* _任务要求_
从下面的信息中筛选出所有包含字符串“sign”的行，并原样抄出。匹配时区分大小写。

▬▬▬▬▬▬▬▬▬▬

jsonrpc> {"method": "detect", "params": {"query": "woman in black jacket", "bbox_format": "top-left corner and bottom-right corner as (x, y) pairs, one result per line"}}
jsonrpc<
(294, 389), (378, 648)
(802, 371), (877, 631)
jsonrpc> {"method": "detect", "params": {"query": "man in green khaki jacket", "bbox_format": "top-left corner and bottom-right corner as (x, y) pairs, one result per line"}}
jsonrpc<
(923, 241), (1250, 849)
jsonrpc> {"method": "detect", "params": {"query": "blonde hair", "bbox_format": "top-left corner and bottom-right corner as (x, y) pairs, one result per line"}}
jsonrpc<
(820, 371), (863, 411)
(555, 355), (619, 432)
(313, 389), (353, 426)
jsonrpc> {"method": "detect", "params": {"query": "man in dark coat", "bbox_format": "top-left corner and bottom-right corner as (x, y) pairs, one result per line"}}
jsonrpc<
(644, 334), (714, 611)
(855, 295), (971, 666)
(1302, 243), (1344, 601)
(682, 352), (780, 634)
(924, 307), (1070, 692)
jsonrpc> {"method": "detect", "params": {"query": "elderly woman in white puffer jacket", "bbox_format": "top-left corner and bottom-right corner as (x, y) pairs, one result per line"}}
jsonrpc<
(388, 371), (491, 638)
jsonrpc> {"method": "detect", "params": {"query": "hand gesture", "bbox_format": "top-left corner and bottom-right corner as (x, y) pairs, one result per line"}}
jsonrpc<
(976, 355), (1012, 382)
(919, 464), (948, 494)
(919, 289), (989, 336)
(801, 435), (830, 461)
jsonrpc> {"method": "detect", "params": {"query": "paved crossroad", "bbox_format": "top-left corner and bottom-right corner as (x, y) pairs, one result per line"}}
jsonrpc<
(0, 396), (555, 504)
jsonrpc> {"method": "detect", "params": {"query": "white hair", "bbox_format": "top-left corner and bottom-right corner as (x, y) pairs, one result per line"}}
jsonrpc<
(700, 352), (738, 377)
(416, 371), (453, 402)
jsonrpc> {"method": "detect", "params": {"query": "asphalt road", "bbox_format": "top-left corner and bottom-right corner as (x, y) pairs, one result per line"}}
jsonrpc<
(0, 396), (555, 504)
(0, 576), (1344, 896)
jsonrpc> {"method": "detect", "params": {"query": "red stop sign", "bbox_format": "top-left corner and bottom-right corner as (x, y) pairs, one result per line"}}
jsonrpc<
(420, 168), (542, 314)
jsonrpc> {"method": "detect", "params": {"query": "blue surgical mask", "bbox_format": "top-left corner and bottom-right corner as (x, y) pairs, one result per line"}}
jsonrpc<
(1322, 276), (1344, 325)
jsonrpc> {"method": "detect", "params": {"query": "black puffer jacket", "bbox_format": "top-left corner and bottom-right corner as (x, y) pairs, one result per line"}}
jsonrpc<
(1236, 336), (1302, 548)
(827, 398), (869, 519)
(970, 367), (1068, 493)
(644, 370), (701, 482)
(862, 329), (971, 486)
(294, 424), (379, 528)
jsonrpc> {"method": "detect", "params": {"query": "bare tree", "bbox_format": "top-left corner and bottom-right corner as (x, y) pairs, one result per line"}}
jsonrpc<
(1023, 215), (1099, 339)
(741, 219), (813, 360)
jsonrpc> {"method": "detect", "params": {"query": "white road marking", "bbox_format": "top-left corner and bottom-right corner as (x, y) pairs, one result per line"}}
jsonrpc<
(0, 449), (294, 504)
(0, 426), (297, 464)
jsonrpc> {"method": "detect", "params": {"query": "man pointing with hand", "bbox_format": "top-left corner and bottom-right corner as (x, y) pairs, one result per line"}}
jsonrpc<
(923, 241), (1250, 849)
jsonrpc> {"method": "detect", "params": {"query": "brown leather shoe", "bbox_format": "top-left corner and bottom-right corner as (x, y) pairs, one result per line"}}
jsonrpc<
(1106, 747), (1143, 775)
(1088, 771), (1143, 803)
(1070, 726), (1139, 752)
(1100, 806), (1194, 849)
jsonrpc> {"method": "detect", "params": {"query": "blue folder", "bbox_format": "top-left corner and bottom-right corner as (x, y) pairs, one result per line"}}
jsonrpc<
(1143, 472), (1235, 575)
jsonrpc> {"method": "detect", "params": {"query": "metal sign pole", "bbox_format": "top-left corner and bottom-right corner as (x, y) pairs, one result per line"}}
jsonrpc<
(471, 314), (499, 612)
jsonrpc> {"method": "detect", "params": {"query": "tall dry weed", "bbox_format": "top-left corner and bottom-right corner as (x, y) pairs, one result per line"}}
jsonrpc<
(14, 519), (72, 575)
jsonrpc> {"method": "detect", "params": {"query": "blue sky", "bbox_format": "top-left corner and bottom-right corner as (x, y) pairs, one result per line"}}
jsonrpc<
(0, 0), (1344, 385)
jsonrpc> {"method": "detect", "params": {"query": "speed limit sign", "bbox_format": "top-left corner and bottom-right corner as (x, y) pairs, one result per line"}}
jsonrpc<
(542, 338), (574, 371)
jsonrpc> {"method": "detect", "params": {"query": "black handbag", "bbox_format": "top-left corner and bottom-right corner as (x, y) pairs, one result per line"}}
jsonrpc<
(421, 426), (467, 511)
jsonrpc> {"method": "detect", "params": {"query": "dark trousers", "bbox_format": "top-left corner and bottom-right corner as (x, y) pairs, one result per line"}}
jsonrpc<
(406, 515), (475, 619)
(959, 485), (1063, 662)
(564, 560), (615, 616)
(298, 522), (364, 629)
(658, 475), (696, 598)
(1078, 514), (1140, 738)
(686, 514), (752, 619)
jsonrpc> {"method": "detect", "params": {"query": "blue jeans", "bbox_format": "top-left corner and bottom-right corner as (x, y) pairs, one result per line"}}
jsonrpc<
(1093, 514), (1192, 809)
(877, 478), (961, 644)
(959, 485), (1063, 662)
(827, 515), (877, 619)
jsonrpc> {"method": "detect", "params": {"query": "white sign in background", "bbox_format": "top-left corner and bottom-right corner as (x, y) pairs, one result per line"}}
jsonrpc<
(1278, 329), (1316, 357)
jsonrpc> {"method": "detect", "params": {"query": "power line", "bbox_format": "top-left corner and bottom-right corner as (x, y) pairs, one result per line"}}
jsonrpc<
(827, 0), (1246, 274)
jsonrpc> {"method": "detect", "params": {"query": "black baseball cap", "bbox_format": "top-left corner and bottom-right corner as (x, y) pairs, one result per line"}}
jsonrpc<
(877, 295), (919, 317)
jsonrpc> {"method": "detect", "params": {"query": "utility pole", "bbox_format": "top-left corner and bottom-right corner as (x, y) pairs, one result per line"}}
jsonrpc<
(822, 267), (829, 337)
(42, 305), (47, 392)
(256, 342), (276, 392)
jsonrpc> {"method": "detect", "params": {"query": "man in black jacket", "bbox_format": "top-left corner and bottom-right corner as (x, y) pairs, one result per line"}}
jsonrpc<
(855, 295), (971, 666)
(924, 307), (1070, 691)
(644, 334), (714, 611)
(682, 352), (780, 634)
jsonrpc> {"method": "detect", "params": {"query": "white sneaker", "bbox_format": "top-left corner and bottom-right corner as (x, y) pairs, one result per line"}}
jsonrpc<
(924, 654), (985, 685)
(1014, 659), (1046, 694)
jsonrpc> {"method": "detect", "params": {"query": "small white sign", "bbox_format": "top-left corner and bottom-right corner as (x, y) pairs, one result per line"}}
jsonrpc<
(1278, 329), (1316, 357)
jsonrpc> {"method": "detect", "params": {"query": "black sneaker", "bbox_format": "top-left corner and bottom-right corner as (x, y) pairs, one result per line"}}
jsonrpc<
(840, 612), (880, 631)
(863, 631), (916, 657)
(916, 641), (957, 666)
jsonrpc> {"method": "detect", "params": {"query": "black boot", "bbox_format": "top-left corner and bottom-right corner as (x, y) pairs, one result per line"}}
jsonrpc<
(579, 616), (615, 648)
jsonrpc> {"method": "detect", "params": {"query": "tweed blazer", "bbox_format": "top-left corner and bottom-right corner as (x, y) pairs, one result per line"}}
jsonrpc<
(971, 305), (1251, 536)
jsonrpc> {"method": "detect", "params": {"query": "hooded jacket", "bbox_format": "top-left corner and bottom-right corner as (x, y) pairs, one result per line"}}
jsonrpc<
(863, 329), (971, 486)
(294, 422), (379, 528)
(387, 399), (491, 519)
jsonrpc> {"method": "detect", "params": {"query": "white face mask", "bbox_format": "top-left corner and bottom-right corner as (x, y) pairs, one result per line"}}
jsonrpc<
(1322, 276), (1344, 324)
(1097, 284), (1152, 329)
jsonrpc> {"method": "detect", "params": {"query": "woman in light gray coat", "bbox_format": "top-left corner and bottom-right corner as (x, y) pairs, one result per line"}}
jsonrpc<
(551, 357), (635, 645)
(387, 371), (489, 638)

▬▬▬▬▬▬▬▬▬▬

* _结果_
jsonrpc> {"method": "detect", "params": {"query": "red stop sign", "bbox_format": "top-left corner and bottom-right corner as (x, y) pairs, one result per line"}}
jsonrpc> {"method": "detect", "params": {"query": "metal sign pole", "bbox_format": "top-left corner and bottom-right corner as (x, y) pairs, one result per line"}}
jsonrpc> {"method": "detect", "params": {"query": "speed limit sign", "bbox_format": "top-left corner and bottom-right corner as (x, y) pairs, one result per line"}}
jsonrpc> {"method": "detect", "params": {"query": "white sign in background", "bbox_format": "top-left corner and bottom-right corner as (x, y) pairs, one result per line"}}
jsonrpc> {"method": "detect", "params": {"query": "small white sign", "bbox_format": "top-left corner and bottom-right corner as (x, y) pairs, one result per line"}}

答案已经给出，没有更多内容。